Stated exercise
Repeat exactly the stretch of lines that starts with the one containing "of the fluorescent" and ends with the last line of the material. Leave out pictures.

Records for this task
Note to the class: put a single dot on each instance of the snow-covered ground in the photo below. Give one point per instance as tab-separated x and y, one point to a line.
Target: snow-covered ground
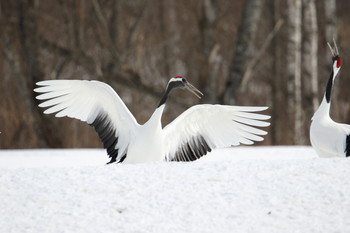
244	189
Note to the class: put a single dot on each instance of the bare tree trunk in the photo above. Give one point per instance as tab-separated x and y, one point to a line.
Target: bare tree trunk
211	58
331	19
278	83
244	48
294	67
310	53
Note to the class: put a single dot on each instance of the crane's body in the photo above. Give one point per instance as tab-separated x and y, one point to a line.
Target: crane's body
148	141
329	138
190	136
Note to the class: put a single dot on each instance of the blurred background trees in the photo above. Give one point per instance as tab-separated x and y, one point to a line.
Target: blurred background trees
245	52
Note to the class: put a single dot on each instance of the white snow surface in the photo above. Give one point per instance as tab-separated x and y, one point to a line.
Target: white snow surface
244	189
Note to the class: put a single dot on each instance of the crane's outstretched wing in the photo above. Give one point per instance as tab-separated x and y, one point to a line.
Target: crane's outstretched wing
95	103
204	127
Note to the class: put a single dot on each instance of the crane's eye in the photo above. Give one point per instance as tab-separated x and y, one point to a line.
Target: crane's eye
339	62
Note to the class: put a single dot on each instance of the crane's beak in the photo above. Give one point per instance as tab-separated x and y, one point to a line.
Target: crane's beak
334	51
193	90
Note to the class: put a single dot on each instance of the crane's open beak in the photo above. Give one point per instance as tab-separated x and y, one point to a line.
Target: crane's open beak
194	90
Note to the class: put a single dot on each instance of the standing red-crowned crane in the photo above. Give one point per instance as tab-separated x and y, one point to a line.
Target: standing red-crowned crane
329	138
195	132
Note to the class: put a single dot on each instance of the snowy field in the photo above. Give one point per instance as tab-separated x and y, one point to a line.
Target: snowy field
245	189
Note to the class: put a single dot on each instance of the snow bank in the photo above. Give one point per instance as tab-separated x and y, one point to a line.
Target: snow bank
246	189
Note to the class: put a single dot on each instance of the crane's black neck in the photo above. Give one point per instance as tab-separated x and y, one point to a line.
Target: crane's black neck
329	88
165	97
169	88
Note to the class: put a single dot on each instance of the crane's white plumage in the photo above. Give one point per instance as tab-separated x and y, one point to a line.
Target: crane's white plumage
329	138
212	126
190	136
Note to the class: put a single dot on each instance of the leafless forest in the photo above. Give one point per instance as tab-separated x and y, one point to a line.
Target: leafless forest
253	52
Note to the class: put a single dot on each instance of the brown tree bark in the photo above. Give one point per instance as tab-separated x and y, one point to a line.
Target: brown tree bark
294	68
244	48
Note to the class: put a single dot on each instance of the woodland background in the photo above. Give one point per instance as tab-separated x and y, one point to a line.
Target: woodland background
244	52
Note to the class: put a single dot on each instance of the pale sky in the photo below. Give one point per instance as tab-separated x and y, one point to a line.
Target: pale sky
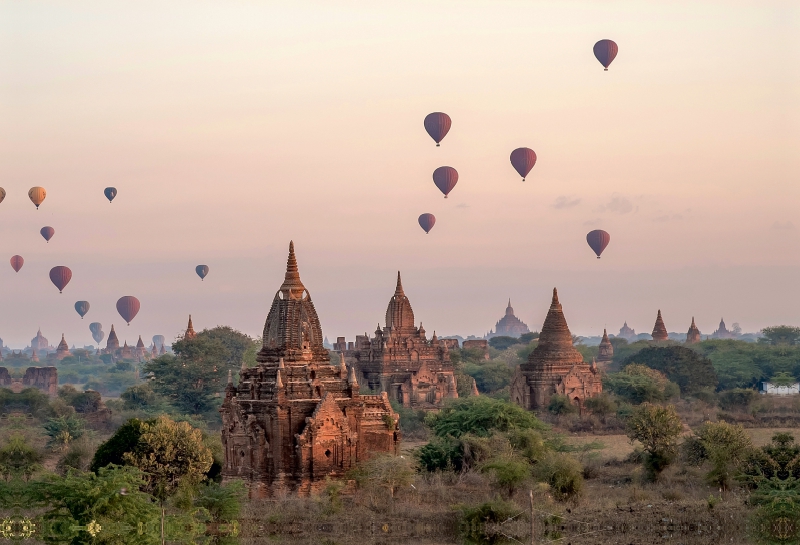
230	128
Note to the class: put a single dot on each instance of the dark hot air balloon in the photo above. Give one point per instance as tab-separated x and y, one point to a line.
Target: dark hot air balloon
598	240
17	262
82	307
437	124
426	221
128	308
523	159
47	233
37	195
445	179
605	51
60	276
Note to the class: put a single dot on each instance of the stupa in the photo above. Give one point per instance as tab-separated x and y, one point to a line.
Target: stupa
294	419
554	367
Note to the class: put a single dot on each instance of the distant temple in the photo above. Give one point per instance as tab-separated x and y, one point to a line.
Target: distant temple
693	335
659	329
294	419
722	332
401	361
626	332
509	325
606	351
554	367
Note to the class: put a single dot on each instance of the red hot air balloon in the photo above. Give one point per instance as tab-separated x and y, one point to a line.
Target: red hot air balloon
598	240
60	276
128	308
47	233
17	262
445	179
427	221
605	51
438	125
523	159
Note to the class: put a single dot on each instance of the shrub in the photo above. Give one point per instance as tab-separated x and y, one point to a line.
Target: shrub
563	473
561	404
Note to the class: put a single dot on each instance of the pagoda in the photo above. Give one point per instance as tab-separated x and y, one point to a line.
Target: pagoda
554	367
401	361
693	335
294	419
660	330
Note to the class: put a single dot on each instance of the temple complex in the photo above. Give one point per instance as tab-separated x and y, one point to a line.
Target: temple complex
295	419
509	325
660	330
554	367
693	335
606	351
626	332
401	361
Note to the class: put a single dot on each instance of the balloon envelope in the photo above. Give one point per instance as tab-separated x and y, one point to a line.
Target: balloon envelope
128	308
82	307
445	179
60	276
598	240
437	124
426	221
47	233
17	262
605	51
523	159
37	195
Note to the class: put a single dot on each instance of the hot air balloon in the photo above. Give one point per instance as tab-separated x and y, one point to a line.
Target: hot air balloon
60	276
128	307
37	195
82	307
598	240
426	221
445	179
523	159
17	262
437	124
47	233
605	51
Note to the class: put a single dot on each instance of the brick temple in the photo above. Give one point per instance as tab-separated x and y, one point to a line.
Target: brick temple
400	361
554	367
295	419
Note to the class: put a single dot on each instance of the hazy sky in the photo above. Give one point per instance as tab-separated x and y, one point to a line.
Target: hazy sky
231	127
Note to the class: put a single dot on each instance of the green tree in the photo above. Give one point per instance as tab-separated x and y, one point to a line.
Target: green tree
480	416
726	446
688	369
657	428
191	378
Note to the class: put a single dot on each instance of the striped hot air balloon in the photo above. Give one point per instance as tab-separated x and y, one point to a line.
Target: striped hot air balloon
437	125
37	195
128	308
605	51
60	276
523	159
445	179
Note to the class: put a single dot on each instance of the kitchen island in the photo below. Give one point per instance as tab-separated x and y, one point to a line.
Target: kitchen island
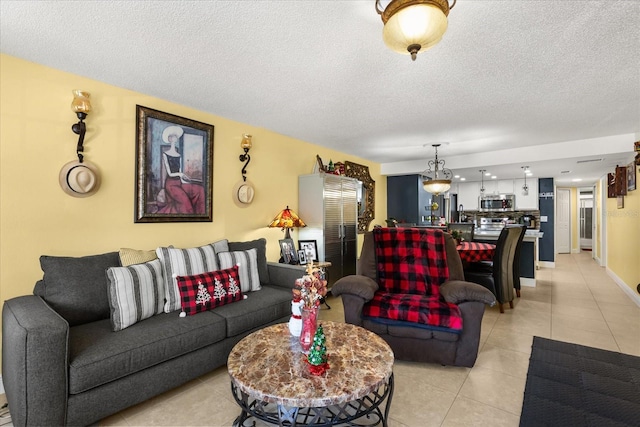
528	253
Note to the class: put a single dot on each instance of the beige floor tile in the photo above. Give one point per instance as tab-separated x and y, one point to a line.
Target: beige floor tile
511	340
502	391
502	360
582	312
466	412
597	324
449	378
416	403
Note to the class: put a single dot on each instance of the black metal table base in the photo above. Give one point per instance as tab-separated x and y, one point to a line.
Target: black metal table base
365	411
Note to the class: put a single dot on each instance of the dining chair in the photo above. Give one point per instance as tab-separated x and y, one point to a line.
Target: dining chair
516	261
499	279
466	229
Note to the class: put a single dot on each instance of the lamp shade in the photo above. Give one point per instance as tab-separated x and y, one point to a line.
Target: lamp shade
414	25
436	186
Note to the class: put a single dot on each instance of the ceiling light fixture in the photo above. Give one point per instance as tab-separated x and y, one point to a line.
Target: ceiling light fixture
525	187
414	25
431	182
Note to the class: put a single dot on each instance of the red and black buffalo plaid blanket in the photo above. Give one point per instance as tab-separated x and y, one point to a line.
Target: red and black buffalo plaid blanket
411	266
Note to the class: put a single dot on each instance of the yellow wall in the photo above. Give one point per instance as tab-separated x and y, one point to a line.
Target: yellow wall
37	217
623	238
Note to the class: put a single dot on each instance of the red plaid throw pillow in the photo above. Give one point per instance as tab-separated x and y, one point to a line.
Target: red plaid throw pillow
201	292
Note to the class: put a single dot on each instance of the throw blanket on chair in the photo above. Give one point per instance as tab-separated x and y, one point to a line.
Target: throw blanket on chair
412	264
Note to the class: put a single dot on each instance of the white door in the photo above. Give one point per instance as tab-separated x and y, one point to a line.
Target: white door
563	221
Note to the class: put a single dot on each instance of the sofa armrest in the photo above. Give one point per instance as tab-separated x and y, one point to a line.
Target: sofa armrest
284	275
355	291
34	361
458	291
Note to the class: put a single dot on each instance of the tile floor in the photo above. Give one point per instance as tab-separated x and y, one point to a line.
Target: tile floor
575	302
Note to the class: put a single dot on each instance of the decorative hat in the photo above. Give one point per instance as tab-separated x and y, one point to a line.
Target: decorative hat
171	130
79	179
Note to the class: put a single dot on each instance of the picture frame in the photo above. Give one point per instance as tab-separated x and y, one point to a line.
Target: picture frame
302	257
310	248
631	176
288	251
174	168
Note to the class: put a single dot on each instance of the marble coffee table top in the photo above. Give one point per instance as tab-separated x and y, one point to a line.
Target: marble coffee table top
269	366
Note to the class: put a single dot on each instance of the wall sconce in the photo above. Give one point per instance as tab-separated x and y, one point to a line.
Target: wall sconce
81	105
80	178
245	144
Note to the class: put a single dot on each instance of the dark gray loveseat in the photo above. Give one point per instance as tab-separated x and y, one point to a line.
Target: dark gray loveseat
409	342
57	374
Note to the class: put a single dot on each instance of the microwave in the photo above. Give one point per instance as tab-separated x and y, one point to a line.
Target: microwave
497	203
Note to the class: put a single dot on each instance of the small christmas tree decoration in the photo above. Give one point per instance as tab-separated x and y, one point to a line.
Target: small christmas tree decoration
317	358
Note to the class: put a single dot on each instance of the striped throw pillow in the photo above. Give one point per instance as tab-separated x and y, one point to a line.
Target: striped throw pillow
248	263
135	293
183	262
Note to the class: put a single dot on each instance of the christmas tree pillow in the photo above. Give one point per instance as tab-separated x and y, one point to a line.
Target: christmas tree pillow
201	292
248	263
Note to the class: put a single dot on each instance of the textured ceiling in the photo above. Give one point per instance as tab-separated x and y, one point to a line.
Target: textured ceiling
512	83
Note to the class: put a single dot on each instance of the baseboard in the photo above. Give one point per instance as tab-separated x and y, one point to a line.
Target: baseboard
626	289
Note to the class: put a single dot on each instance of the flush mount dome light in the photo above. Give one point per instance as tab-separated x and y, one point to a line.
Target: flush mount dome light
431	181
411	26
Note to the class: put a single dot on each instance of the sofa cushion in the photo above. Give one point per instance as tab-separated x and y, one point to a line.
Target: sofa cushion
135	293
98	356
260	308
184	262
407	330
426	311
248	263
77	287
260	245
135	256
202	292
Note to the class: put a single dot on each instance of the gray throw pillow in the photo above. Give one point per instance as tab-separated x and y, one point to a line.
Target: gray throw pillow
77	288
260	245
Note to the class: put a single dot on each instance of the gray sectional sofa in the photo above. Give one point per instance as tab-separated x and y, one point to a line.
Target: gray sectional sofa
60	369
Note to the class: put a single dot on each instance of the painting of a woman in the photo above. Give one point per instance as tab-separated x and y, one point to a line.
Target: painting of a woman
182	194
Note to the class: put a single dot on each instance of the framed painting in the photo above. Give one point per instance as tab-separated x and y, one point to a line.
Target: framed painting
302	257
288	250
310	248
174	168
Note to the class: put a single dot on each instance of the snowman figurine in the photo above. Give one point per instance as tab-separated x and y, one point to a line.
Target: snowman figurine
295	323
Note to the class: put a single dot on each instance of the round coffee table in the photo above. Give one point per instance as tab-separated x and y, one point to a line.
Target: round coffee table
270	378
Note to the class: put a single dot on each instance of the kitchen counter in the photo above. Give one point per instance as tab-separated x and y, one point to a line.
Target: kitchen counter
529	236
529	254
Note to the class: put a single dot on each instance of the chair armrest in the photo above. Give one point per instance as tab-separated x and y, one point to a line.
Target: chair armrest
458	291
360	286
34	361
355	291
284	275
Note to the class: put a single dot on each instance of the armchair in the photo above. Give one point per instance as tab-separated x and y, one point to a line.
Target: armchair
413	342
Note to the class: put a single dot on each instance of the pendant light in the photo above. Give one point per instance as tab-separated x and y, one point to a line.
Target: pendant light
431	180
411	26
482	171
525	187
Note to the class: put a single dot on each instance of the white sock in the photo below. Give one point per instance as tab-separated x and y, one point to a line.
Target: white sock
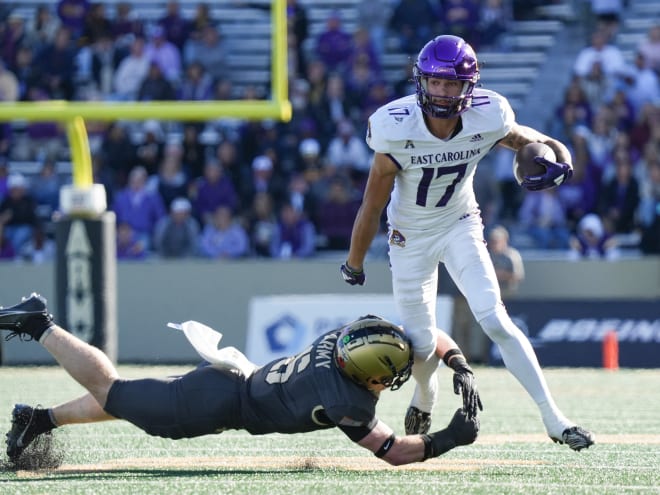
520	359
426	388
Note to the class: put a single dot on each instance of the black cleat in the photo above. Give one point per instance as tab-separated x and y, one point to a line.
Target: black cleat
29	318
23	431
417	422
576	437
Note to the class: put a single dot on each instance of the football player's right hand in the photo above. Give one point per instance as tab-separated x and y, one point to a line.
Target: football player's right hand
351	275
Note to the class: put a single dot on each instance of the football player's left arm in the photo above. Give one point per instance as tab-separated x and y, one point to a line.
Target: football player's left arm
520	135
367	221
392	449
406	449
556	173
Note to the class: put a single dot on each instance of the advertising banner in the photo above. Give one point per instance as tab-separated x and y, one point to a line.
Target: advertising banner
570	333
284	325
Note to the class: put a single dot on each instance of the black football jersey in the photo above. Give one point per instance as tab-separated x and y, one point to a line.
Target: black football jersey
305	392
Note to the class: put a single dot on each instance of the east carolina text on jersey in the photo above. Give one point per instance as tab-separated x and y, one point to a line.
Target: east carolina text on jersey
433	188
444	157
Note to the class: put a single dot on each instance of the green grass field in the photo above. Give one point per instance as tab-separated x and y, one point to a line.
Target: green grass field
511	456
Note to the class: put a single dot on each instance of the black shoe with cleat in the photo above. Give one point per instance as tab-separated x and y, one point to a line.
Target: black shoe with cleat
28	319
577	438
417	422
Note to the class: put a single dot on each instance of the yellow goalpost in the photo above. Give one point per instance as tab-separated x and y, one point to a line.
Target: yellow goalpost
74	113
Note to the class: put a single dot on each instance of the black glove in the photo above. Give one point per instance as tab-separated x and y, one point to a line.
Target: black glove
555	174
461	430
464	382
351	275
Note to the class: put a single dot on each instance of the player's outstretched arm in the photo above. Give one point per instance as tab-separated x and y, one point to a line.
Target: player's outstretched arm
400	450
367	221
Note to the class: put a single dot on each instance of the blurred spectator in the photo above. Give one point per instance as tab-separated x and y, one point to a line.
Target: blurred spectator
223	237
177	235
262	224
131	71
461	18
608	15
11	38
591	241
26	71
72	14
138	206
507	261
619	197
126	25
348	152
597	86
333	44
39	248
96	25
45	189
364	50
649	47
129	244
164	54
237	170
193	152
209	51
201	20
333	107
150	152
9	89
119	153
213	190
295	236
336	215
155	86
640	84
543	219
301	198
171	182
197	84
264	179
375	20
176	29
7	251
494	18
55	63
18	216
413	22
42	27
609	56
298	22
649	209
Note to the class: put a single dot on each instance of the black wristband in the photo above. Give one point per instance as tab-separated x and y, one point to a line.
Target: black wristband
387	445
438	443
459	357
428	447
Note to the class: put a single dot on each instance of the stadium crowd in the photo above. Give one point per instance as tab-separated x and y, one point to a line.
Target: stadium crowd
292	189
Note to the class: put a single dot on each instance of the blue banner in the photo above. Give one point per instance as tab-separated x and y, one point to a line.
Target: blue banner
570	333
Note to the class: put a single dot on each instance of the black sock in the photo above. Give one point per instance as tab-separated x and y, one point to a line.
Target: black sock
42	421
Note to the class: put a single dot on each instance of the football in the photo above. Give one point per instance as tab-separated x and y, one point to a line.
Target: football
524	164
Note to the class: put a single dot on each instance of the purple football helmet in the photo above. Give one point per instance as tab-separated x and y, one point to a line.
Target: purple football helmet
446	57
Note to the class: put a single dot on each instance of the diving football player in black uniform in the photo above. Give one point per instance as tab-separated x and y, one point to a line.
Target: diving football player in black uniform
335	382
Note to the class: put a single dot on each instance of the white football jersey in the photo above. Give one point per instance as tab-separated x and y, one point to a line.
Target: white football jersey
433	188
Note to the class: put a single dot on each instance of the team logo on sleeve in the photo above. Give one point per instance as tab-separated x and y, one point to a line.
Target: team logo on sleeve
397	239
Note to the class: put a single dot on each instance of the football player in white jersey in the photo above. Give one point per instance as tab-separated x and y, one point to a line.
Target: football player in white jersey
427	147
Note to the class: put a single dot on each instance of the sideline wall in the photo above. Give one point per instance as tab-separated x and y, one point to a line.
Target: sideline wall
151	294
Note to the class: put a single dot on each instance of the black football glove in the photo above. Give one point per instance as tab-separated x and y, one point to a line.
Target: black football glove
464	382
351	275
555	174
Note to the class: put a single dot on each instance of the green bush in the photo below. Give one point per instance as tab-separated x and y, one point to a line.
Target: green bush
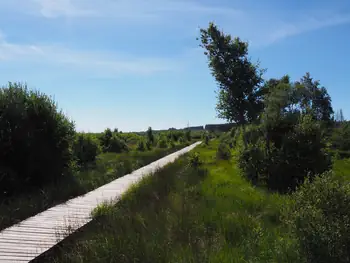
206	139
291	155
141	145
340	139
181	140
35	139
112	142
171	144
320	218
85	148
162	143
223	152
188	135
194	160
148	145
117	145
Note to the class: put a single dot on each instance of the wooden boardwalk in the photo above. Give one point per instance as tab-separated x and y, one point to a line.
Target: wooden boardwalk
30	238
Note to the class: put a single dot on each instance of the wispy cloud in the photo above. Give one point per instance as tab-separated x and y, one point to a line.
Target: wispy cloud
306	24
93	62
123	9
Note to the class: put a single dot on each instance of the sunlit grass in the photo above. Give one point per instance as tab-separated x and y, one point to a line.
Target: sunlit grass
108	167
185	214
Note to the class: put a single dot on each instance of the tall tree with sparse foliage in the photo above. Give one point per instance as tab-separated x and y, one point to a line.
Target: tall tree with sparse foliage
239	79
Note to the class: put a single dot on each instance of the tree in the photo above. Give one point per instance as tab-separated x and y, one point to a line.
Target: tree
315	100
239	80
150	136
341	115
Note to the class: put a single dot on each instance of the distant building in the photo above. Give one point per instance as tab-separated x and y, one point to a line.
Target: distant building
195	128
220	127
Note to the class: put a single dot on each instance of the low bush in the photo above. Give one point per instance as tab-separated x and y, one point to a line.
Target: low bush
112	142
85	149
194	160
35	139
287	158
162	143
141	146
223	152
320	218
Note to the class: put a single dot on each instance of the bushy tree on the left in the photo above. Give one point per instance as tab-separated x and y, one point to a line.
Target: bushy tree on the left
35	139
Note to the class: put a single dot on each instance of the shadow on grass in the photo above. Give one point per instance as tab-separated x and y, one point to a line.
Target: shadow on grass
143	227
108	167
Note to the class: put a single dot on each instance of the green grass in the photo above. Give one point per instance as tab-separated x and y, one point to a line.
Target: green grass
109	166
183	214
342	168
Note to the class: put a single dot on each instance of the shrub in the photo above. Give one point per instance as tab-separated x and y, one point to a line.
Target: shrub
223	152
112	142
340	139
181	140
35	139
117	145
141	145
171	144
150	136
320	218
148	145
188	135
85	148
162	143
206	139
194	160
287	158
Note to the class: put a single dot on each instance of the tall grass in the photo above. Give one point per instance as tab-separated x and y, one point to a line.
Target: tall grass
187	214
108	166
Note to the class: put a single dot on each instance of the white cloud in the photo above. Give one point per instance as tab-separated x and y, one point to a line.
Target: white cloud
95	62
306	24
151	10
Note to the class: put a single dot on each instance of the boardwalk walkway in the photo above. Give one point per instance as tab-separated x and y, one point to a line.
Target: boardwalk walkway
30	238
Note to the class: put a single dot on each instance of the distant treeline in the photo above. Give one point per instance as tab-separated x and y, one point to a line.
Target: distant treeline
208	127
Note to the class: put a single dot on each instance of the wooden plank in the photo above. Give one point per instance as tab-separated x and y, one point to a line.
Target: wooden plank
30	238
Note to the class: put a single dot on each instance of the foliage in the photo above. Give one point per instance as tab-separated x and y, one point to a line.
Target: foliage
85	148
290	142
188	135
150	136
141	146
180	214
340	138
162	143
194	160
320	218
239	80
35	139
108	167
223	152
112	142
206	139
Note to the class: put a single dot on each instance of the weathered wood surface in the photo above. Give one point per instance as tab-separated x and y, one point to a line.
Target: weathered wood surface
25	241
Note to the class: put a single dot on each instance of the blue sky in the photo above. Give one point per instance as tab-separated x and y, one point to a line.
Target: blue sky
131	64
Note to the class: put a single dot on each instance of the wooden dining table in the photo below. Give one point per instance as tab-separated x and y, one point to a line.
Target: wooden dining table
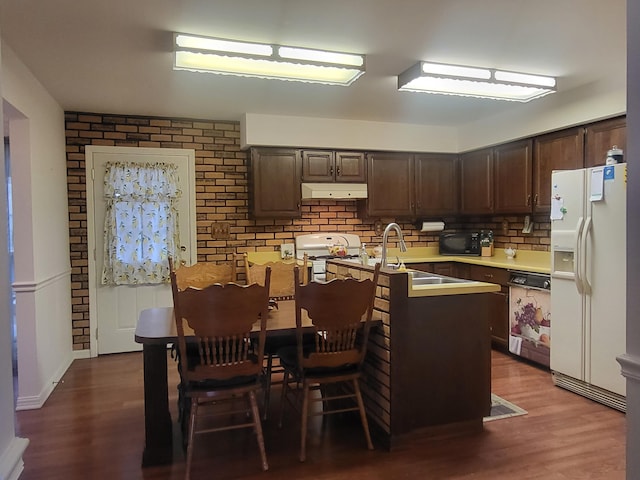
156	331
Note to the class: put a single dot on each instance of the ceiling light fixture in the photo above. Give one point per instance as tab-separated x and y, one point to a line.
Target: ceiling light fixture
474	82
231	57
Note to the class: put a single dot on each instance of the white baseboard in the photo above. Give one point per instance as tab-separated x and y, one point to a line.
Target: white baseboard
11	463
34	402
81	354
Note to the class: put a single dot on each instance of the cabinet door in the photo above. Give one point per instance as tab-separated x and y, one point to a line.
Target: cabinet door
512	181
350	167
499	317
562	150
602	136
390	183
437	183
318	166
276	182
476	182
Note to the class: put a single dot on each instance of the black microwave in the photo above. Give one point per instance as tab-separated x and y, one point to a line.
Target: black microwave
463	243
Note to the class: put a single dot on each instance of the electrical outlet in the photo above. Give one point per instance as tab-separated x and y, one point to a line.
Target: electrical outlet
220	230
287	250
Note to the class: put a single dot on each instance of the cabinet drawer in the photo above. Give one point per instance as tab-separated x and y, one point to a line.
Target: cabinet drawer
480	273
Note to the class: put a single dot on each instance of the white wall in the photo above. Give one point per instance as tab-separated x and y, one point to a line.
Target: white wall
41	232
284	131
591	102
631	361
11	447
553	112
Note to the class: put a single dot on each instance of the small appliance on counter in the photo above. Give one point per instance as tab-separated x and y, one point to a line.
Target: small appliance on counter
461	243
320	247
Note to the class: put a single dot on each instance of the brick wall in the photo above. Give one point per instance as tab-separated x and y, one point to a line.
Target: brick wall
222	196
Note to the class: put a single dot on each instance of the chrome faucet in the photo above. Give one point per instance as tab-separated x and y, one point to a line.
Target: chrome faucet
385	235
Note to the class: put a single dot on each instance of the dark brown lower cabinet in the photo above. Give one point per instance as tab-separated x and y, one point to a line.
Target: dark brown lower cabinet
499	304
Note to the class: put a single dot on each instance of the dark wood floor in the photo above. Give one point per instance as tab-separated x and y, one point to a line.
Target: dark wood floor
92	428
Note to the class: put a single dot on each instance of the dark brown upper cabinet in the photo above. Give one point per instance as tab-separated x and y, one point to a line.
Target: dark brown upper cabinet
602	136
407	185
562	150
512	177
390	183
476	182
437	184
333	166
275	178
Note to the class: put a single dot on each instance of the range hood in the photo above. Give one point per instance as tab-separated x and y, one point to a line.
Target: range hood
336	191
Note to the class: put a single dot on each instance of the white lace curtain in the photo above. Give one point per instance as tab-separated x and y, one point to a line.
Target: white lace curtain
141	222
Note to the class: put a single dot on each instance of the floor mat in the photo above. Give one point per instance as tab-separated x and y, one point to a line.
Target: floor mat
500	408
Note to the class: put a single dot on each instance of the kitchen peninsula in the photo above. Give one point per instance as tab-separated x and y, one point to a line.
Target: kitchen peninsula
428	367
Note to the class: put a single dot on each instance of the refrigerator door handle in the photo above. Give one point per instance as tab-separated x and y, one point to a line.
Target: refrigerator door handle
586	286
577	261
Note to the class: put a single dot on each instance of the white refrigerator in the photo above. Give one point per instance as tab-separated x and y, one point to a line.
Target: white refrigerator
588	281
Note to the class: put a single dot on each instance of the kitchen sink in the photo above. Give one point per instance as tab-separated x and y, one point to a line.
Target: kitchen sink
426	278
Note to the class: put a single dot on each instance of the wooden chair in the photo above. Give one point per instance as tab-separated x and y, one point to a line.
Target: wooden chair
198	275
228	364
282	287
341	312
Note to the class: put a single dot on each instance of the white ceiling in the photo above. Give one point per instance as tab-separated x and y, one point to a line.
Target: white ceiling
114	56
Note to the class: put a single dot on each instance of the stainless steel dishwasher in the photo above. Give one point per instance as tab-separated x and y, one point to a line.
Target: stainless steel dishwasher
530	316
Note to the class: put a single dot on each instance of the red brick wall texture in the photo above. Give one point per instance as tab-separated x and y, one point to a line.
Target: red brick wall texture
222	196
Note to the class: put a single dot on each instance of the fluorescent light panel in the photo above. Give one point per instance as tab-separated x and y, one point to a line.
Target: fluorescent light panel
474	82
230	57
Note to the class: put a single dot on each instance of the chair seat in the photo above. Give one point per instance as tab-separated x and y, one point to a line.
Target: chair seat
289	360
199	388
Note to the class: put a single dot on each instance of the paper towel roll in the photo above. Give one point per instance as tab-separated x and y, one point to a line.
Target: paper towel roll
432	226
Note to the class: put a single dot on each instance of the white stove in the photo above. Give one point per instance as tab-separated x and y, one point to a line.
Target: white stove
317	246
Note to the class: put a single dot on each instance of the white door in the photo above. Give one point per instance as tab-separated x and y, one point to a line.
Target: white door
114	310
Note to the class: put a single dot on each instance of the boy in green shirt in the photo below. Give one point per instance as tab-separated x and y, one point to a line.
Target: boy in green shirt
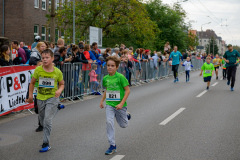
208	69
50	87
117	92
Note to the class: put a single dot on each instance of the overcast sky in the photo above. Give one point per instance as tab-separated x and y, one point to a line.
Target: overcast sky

The completed task
Note to the class: put a single dot on each instance of the fluorescent light panel in the photo above. Give one point per instance as tab-separated x and y, one point to a line.
Target: fluorescent light panel
474	82
230	57
Note to the class: put a single dot on each instance of the chair seat in the photo above. Give one point per instance as tab-separated x and y, one point to a line.
Target: chair seat
289	360
199	388
Note to the class: put a single dot on each instance of the paper towel roll in the photo above. Give one point per instance as tab-separated x and y, one point to a line.
Target: paper towel roll
432	226
Note to the class: put a single dot on each instance of the white stove in the photo above. Give one point per instance as tab-separated x and y, one point to a line.
Target: white stove
317	246
Note to the class: put a single dot on each instance of the white door in the photo above. Give one point per instance as tab-separated x and y, one point to a line.
Target: white door
114	310
Note to the class: put a single dot on each instance of the boy in green shirt in the photo below. Give one point per instance as tab-separated x and y, one point to a line.
Target: boy in green shirt
208	69
50	87
117	92
Note to the class: put a single dot on each instance of the overcast sky in the photo above. Give one point per instance as tab-separated x and y, one point to a line.
Target: overcast sky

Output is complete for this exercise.